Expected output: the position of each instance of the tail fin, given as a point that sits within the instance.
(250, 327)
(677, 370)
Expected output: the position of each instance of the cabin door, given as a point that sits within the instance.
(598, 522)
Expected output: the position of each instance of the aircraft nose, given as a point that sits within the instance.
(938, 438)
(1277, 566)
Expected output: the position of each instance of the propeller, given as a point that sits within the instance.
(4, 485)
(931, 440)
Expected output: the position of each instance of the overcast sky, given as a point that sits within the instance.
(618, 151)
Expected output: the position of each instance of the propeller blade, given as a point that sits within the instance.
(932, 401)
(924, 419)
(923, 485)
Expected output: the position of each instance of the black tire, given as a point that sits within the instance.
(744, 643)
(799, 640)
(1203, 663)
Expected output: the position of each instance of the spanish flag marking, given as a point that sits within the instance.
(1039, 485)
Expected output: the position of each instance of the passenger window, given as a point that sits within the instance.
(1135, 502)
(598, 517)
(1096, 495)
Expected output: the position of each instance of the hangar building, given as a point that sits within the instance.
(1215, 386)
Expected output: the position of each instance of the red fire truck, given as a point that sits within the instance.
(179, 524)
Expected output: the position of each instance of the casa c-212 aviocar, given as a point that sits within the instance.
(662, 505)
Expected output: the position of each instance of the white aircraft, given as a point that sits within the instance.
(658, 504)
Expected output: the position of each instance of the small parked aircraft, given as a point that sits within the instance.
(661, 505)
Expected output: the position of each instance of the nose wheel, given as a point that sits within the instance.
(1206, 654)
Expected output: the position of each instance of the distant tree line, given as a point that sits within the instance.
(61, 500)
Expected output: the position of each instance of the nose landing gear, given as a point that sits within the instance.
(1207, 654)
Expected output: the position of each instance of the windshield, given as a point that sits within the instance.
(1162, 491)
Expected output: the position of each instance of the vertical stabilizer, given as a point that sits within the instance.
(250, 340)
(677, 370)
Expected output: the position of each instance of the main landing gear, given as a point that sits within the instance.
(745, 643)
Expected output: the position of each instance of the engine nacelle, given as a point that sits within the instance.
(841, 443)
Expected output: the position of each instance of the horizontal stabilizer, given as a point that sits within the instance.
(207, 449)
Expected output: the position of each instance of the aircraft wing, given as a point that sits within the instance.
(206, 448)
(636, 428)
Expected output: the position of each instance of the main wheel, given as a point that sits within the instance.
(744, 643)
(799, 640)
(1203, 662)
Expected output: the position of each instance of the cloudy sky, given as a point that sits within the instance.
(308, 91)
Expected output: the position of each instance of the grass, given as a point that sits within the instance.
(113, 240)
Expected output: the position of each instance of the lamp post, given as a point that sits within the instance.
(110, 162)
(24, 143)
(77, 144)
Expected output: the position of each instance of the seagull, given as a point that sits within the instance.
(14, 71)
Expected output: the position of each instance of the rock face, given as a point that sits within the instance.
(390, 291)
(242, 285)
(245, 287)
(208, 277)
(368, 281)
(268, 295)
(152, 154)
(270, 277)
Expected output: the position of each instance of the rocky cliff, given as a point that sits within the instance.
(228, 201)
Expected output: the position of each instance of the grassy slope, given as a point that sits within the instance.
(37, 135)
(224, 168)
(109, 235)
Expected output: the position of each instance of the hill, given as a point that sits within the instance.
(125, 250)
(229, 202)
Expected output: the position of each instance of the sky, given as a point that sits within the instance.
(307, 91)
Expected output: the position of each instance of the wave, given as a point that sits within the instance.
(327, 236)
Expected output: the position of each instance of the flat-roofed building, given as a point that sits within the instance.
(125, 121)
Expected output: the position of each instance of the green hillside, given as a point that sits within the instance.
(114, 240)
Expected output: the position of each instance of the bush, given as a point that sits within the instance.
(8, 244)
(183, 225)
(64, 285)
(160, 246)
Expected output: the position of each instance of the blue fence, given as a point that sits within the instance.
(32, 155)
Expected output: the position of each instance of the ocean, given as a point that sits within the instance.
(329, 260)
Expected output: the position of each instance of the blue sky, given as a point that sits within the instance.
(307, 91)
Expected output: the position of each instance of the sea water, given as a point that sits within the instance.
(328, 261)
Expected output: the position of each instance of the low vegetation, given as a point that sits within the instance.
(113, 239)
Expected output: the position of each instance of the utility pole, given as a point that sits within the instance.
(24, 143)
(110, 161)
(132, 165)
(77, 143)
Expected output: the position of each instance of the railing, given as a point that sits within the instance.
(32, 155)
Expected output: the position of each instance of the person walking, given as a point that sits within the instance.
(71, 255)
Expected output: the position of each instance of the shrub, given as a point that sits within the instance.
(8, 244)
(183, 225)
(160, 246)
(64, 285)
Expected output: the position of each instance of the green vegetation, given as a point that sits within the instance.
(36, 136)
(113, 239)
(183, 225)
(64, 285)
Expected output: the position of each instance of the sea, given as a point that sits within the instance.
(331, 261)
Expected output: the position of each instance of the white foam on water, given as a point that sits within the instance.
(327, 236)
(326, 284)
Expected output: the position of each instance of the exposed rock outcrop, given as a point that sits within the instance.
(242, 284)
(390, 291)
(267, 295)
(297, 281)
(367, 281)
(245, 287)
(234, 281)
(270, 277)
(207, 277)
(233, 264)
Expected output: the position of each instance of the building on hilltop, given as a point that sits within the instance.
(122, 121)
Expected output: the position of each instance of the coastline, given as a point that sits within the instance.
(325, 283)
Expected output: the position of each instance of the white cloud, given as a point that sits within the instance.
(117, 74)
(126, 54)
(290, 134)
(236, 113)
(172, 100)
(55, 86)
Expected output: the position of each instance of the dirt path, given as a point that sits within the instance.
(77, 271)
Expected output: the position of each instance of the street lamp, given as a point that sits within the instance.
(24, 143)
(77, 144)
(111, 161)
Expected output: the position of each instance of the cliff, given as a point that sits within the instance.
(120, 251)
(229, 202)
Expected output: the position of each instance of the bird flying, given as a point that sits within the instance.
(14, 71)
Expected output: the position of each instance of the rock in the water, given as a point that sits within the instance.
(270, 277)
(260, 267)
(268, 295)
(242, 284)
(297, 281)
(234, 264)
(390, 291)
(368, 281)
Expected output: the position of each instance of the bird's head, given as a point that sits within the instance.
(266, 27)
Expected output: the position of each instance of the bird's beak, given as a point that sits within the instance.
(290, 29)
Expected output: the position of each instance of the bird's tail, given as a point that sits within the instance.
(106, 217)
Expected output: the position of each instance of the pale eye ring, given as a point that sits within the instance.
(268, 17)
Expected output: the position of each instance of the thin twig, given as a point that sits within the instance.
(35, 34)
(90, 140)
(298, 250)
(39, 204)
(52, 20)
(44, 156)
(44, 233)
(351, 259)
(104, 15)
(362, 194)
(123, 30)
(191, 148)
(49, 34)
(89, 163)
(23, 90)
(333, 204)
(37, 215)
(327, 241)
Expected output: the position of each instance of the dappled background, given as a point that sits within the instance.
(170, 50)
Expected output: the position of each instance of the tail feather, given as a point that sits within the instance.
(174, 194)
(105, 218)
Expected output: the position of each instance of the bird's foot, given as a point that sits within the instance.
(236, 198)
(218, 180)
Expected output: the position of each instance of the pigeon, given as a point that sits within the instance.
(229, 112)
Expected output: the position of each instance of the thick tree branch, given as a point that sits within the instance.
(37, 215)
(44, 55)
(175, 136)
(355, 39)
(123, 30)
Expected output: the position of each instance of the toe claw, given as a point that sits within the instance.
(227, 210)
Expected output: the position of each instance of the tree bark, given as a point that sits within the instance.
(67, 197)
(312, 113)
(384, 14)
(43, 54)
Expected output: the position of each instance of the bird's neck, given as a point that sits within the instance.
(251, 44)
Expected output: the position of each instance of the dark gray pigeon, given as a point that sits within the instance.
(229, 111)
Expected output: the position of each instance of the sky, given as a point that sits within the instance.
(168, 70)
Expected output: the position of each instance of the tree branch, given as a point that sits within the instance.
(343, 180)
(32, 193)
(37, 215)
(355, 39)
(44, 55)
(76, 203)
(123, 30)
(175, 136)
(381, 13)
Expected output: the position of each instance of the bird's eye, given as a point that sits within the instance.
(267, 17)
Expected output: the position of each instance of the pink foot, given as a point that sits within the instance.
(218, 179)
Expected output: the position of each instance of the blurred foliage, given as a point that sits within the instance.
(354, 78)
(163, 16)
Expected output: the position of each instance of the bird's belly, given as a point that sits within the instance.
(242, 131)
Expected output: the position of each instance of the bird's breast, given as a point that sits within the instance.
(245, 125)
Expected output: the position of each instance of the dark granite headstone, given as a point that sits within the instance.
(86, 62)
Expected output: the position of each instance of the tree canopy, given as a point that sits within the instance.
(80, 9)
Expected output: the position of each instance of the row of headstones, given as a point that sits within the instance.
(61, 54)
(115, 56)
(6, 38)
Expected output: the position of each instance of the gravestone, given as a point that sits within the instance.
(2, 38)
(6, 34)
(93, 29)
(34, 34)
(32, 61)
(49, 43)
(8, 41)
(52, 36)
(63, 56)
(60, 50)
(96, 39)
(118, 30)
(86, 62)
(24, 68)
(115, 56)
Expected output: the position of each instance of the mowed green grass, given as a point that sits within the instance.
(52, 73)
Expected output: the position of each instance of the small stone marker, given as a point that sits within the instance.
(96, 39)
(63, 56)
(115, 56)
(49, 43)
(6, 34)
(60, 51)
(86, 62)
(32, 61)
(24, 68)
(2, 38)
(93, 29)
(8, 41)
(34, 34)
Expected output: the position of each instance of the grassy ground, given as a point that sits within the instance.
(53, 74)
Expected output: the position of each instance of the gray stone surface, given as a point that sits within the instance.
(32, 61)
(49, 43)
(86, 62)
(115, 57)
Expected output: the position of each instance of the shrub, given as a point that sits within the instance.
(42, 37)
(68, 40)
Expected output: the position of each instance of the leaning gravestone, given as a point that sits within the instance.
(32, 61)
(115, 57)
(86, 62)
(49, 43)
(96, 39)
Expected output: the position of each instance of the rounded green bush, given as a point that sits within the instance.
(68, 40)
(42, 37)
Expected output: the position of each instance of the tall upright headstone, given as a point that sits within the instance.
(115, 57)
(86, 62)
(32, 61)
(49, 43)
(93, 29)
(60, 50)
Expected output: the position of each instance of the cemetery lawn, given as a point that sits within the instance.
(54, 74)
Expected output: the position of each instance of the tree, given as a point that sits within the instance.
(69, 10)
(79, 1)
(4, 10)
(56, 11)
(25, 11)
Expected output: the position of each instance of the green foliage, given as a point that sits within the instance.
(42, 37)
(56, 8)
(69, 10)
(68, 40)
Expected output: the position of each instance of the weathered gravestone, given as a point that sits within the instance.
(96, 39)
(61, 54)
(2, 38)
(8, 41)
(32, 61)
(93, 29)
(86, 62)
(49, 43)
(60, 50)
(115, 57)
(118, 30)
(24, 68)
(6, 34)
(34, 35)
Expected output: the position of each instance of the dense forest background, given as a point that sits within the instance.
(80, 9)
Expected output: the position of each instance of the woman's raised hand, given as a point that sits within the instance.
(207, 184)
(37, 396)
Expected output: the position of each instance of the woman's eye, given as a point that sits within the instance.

-*-*-

▶ WHAT THIS TASK INVOLVES
Output exactly the lines from the one containing "green foliage, given" through the last line of the entries, both ends included.

▶ RESPONSE TO THE TASK
Expected output: the position of each instance of the green foliage, given as a point that sits within the instance.
(42, 37)
(56, 8)
(69, 10)
(68, 40)
Expected output: the position of each instance of the weathered gravestone, given as a point that sits within the instance.
(96, 39)
(61, 54)
(2, 38)
(8, 41)
(32, 61)
(93, 29)
(86, 62)
(49, 43)
(60, 50)
(115, 57)
(118, 30)
(24, 68)
(6, 34)
(34, 35)
Expected output: the position of each instance of the dense forest background, given as a point that sits within the instance.
(80, 9)
Expected output: the position of each instance of the woman's raised hand, given as a point that sits within the instance.
(207, 184)
(37, 396)
Expected output: the position of each instance of the woman's eye, given as a point that sits within the instance.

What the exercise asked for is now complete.